* [Instruction]: Print every one of the rows below word for word, changing nothing.
** Begin **
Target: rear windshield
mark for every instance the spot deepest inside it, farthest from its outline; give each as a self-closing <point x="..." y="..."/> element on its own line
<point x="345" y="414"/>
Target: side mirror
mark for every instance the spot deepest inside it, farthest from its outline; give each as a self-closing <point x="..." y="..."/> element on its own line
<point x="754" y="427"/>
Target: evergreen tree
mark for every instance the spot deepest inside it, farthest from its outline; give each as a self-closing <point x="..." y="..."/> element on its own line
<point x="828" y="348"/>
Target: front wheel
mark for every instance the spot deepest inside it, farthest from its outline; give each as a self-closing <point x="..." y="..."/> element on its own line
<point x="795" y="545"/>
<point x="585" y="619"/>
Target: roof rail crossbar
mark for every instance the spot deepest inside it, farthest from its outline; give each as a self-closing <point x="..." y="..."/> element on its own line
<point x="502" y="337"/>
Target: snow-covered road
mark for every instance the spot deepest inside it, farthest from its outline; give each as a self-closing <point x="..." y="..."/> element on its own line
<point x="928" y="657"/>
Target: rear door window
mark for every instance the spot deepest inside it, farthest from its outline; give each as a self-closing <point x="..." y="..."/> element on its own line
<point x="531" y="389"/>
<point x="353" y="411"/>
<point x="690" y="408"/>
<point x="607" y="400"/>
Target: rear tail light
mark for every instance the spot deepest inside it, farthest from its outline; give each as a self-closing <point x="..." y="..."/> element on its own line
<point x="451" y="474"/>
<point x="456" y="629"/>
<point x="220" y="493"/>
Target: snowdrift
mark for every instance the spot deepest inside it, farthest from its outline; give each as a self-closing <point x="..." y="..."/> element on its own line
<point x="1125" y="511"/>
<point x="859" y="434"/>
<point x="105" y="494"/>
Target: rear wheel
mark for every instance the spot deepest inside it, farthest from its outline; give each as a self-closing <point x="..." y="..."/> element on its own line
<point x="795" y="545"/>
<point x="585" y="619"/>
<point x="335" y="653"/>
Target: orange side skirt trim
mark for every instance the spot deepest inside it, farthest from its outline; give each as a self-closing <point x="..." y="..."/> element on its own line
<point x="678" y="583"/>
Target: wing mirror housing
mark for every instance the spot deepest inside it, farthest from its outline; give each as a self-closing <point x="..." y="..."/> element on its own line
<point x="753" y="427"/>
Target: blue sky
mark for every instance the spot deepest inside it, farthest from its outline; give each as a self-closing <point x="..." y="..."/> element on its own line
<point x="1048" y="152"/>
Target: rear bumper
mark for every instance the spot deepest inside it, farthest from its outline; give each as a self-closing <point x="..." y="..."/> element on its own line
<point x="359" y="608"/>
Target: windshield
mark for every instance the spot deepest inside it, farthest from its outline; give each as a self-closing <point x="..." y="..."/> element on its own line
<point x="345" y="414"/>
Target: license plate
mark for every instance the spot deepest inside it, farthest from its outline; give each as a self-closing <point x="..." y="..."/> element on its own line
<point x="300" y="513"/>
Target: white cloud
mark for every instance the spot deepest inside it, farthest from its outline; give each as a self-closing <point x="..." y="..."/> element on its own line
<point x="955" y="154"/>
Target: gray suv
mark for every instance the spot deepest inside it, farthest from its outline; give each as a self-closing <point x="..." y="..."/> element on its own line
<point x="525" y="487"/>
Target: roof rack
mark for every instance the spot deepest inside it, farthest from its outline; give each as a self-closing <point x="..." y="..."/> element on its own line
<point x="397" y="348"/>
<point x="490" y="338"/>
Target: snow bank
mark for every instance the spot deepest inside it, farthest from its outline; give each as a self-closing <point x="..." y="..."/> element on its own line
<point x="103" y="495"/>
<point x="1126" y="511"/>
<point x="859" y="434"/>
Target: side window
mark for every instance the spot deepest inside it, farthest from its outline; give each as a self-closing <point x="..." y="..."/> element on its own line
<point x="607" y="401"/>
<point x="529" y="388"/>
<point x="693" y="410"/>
** End **
* [Task answer]:
Target: rear windshield
mark for every instance the spot deepest inside it, farthest from its outline; give each as a self-closing <point x="..." y="..."/> element on its own line
<point x="345" y="414"/>
Target: side mirror
mark for every instance the spot deepest inside it, farthest from its outline; give each as a self-closing <point x="..." y="..."/> element on its own line
<point x="754" y="427"/>
Target: evergreen tree
mark for every instance the spot deepest inside it, farthest from its outline; give each as a self-closing <point x="..." y="..."/> element on its own line
<point x="828" y="348"/>
Target: front wheel
mark for every instance the spot deepest inside it, farthest from its outline; give each as a self-closing <point x="..." y="..."/> element on its own line
<point x="795" y="545"/>
<point x="585" y="619"/>
Target: roof rail crossbar
mark for every instance the spot deepest inside it, farthest from its outline; give each as a self-closing <point x="..." y="..."/> element on its own line
<point x="502" y="337"/>
Target: snow-covered road
mark for every instance the spot deepest inside it, farthest from its outline; give each as a self-closing <point x="..." y="..."/> element on its own line
<point x="928" y="657"/>
Target: rear door window
mark for every instance the spot deepest inside it, farthest from its outline; give each as a self-closing <point x="..." y="..."/> element on its own line
<point x="531" y="389"/>
<point x="353" y="411"/>
<point x="690" y="408"/>
<point x="607" y="400"/>
Target: rear tail light
mark for every instance the spot deepest inside it, farthest from its outline; give each as a self-closing <point x="..." y="..."/> element on its own line
<point x="451" y="474"/>
<point x="456" y="629"/>
<point x="220" y="493"/>
Target: snowdrift
mark for every instance the spot deepest inside it, farthest from its outline; give each as a self-closing <point x="..." y="..."/> element on its own line
<point x="1125" y="511"/>
<point x="859" y="434"/>
<point x="105" y="494"/>
Target: rear wheel
mark for every instance the spot deepest inside it, farthest from its outline; give each as a self-closing <point x="..." y="..."/> element on its own line
<point x="795" y="545"/>
<point x="585" y="619"/>
<point x="335" y="653"/>
Target: orange side skirt trim
mark for every instance the spot deepest inside it, farthest from its outline; give each as a self-closing <point x="..." y="..."/> element on its own line
<point x="678" y="583"/>
Target: wing mirror housing
mark for every instance the spot deepest inside it, farthest from its outline; give each as a self-closing <point x="..." y="..."/> element on its own line
<point x="753" y="427"/>
Target: blue sky
mark for every instance the spot deepest inside it, farthest from its outline; give each as a self-closing <point x="..." y="..."/> element on its own line
<point x="1048" y="152"/>
Target: rear bumper
mark for every instance the spot deepest inside it, farthest from its outline; give each as a self-closing <point x="..." y="..."/> element on its own line
<point x="359" y="608"/>
Target: windshield
mark for every instance the spot deepest inside it, farthest from its outline; give each as a self-closing <point x="..." y="..."/> element on its own line
<point x="345" y="414"/>
Target: license plate
mark for every instance the spot deepest inside it, farthest from its outline; give each as a self-closing <point x="..." y="..."/> element on its own line
<point x="300" y="513"/>
Target: white cloud
mark for every instance the spot deepest inside it, farthest from its outline; give each as a self-closing <point x="..." y="..."/> element on its own line
<point x="955" y="154"/>
Target: gray suv
mark for every instance the spot deepest inside it, farthest from its outline; give each as a self-closing <point x="..." y="..."/> element on its own line
<point x="525" y="487"/>
Target: roof rack
mark for every instance the spot deepest inside it, farthest from its outline; give each as a self-closing <point x="..." y="..."/> element on its own line
<point x="397" y="348"/>
<point x="490" y="338"/>
Target: snow bank
mark for every instance the spot deepest inside it, farthest from its outline; give each as a self-closing <point x="..." y="..."/> element on its own line
<point x="103" y="495"/>
<point x="1126" y="511"/>
<point x="859" y="434"/>
Target: side window
mark for every instance the spot deepest inside it, farthest from its outline; give each as a self-closing <point x="..." y="..."/> element on its own line
<point x="607" y="401"/>
<point x="529" y="388"/>
<point x="693" y="410"/>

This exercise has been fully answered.